-- WHAT IS REQUIRED --
Reproduce verbatim the lines below, starting with the line that contains "task | identify every instance of the lot" and continuing through the final line of the records, with both ends included.

'''

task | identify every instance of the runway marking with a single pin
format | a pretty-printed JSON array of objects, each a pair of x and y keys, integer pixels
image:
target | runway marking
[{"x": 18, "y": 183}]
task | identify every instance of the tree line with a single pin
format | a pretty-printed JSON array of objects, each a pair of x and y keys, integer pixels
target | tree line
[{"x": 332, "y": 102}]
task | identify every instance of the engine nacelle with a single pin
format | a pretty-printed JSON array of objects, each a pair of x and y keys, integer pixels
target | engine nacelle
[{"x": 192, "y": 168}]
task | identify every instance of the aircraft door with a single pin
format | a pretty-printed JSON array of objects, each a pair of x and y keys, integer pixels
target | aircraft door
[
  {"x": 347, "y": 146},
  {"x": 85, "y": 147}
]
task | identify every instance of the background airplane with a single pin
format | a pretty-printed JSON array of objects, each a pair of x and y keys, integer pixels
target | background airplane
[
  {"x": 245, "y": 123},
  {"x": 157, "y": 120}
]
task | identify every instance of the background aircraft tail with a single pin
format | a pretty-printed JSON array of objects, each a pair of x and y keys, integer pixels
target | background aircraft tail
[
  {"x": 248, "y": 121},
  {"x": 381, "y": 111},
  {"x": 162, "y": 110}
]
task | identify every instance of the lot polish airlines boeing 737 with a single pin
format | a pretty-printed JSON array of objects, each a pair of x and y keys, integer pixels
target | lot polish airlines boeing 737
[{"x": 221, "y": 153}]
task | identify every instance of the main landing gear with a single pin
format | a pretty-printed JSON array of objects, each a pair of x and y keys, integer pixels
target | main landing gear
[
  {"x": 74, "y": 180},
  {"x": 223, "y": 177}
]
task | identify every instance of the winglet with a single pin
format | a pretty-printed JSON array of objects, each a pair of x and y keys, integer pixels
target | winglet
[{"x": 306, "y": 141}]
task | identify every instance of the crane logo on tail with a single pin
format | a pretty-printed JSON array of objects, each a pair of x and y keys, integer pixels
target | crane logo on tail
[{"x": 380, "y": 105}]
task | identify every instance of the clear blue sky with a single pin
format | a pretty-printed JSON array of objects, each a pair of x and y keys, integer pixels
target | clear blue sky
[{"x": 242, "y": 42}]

'''

-- EXERCISE RESULT --
task | identify every instance of the lot polish airlines boeing 737 with a single pin
format | a pretty-printed JSON array of objects, each a pair of x and y keys, integer pixels
target | lot polish airlines boeing 737
[{"x": 221, "y": 153}]
task | identify every instance of the main landing gear with a single pin
format | a pretty-printed JSON array of objects, each a pair of x and y keys, integer pixels
target | main landing gear
[
  {"x": 74, "y": 180},
  {"x": 223, "y": 177}
]
task | identify every instance of the winglet with a single pin
format | a pretty-printed JSON array of objects, each a pair of x and y keys, integer pixels
target | winglet
[{"x": 306, "y": 141}]
task | identify every instance of the crane logo on tail with a single pin
format | a pretty-printed JSON array of objects, each a pair of x and y keys, integer pixels
target | crane logo on tail
[{"x": 380, "y": 105}]
task | identify every instance of the clear blue sky with a single pin
format | a pretty-printed JSON array of objects, each a pair of x and y keys, integer pixels
target | clear blue sky
[{"x": 242, "y": 42}]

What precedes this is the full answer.